▶ PROBLEM DETAILS:
Return every line of the records below that contains the word "dandelion", matching case exactly.

▶ Dataset rows showing where objects appear:
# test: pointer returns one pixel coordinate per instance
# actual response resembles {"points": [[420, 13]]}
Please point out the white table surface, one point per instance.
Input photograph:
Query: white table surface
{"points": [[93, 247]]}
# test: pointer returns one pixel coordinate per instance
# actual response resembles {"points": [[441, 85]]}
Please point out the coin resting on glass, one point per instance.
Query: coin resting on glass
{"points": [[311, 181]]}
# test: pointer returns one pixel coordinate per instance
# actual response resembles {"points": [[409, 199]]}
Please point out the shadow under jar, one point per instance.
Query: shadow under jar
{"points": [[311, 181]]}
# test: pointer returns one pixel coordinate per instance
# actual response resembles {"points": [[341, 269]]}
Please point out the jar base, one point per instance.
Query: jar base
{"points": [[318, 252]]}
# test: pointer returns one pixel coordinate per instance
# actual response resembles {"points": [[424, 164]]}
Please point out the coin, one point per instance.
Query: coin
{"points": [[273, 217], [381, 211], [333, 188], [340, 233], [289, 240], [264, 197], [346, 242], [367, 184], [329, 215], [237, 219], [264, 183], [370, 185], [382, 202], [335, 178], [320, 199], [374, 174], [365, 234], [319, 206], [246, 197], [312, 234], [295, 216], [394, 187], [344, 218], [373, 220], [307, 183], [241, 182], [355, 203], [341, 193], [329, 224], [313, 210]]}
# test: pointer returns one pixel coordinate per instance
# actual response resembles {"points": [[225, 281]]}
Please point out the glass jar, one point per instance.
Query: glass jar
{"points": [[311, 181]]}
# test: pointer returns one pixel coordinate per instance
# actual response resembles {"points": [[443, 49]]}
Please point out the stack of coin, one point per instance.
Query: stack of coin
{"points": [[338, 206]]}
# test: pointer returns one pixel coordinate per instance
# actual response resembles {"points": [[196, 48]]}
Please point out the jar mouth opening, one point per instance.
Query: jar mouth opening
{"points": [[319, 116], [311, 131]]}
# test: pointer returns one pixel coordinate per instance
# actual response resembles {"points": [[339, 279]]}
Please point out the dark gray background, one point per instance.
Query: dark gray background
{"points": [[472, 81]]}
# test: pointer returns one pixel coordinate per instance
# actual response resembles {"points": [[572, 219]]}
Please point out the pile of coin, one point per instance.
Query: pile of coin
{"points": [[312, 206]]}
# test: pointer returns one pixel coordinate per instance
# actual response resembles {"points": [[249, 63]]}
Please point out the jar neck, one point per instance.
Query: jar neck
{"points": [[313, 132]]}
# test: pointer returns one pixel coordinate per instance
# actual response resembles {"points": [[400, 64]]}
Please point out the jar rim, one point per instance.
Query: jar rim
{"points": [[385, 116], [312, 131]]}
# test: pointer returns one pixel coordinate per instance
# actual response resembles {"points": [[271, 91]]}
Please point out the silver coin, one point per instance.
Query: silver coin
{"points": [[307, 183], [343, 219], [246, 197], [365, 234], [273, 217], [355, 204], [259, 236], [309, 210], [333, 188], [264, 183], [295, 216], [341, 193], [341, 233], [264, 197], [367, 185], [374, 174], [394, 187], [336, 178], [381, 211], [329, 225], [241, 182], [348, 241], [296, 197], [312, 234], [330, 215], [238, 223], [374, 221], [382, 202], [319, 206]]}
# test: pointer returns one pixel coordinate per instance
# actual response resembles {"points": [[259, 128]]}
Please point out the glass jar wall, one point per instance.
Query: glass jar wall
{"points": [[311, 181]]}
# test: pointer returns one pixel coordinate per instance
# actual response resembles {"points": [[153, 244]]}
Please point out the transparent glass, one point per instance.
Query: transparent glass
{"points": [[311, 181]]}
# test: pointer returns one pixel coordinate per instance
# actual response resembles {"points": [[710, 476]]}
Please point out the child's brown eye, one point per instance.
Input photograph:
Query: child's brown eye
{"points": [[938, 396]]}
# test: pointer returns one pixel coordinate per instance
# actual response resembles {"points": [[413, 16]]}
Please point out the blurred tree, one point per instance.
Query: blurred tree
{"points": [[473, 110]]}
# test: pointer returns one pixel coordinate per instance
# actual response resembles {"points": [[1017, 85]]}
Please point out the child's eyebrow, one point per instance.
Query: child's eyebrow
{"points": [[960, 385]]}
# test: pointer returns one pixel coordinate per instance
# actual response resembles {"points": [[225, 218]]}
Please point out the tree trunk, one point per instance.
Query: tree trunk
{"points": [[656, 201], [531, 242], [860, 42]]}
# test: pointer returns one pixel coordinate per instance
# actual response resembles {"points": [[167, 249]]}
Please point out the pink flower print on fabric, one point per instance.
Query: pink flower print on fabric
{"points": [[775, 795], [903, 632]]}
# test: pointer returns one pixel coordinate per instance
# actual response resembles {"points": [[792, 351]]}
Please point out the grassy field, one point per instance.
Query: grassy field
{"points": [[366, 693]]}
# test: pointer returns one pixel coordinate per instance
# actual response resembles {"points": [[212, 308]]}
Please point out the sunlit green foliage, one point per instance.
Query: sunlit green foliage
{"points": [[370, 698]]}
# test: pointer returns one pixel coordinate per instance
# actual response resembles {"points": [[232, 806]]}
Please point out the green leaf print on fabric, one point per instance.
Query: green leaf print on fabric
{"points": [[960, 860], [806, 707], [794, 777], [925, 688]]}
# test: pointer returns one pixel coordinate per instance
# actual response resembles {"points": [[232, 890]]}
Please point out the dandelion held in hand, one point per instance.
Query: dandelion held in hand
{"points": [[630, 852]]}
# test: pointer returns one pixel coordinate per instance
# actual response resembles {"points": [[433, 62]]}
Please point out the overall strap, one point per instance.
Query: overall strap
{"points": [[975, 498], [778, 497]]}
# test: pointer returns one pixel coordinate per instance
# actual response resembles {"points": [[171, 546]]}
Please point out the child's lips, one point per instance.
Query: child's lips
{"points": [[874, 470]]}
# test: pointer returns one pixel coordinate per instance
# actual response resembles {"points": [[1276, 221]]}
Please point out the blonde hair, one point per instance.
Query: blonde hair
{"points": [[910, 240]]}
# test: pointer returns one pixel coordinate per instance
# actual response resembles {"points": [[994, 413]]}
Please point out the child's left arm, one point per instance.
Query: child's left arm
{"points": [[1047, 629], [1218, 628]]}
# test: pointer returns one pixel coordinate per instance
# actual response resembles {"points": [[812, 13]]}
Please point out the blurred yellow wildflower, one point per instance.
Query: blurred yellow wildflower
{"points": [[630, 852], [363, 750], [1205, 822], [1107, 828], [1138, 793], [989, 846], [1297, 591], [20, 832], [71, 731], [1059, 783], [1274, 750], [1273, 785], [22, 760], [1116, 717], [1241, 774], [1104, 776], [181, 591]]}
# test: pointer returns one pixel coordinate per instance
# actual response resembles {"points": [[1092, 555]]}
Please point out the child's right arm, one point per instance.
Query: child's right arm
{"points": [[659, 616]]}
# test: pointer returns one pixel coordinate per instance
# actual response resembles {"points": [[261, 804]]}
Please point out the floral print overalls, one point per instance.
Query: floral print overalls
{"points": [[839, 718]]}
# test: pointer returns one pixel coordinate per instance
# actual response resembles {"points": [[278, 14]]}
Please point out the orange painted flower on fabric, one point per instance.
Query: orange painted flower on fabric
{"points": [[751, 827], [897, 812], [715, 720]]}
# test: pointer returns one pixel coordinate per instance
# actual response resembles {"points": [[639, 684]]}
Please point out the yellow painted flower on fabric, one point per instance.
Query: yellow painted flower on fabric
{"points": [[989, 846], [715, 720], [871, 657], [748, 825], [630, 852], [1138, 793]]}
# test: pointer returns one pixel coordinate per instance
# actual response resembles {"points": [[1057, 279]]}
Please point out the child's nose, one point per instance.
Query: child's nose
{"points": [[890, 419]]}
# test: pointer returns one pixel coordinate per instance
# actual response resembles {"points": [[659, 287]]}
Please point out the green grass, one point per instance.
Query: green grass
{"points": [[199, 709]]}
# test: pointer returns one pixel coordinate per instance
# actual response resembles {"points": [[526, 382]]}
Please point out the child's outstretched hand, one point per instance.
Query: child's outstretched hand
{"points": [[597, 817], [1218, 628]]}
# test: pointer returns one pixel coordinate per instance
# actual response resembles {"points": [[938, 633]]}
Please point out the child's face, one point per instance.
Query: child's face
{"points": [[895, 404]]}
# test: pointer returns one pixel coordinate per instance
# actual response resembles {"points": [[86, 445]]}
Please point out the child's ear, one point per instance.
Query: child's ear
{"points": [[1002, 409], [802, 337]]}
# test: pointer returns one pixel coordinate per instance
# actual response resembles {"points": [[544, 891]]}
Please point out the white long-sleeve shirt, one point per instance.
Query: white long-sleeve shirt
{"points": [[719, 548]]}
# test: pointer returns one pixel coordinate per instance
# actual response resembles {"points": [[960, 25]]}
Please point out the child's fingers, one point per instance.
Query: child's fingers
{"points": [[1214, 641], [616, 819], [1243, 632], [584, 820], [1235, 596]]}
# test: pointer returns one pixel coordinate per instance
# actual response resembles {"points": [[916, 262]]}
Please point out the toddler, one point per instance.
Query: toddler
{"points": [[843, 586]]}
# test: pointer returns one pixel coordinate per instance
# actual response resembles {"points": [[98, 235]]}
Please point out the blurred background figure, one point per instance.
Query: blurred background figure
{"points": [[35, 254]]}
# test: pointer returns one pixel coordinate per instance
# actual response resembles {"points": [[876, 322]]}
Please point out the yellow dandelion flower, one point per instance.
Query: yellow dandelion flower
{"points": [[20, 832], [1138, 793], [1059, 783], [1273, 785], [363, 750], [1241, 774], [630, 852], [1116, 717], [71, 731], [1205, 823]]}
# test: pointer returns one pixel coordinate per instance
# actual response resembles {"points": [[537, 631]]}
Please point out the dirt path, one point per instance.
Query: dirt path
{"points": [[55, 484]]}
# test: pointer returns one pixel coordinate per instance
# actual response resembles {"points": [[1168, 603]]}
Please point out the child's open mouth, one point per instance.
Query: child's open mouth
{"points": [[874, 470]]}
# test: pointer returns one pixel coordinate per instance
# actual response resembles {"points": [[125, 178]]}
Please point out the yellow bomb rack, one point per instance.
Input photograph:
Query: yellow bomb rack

▶ CORRECT OUTPUT:
Please point out the dandelion held in hand, one point per instance.
Query: dandelion held in hand
Please point out the yellow dandelion flower, one point per instance.
Query: yellow dandelion flower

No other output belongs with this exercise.